## Assignment
For each entry below, write an exact copy and leave out the images.

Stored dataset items
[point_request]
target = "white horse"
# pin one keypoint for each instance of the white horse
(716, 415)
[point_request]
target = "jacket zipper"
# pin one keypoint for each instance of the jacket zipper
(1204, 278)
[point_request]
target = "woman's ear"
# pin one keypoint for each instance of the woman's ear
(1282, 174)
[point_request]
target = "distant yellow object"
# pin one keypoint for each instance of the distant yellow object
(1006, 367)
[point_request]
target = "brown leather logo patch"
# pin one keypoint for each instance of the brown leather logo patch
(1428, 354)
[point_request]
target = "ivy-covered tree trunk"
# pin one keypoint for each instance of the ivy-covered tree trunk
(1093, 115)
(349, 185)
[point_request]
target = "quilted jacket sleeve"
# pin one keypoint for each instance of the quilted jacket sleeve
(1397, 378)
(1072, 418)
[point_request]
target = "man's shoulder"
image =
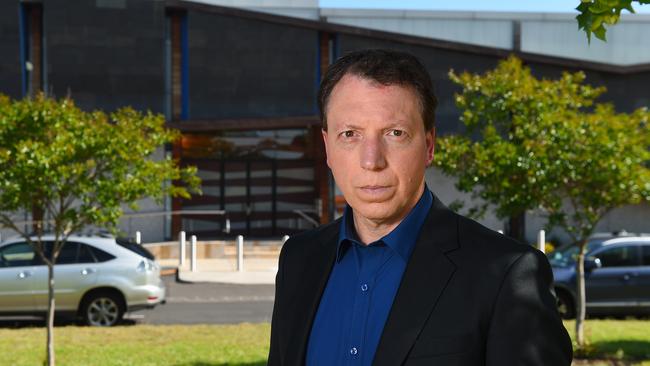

## Exercise solution
[point_request]
target = "white horse"
# pin one keypoint for each instance of the white horse
(716, 415)
[point_request]
target = "jacket zipper"
# pin one keypoint for each instance of the jacket zipper
(1204, 278)
[point_request]
target = "woman's ear"
# pin one keypoint for each instance of the woman's ear
(1282, 174)
[point_request]
target = "distant yellow object"
# pin one keypoint for each instance of the distant yellow object
(1006, 367)
[point_request]
target = "brown leather logo patch"
# pin one keypoint for each instance of the brown leather logo patch
(1428, 354)
[point_request]
target = "ivy-covered tree trunk"
# pin one keypoint for each instance of the ivy-covered tree trunk
(1093, 115)
(349, 185)
[point_request]
target = "quilted jacket sleeve"
# pin one keypoint for each instance of the quilted jacket sleeve
(1397, 378)
(1072, 418)
[point_request]
target = "man's shoulder"
image =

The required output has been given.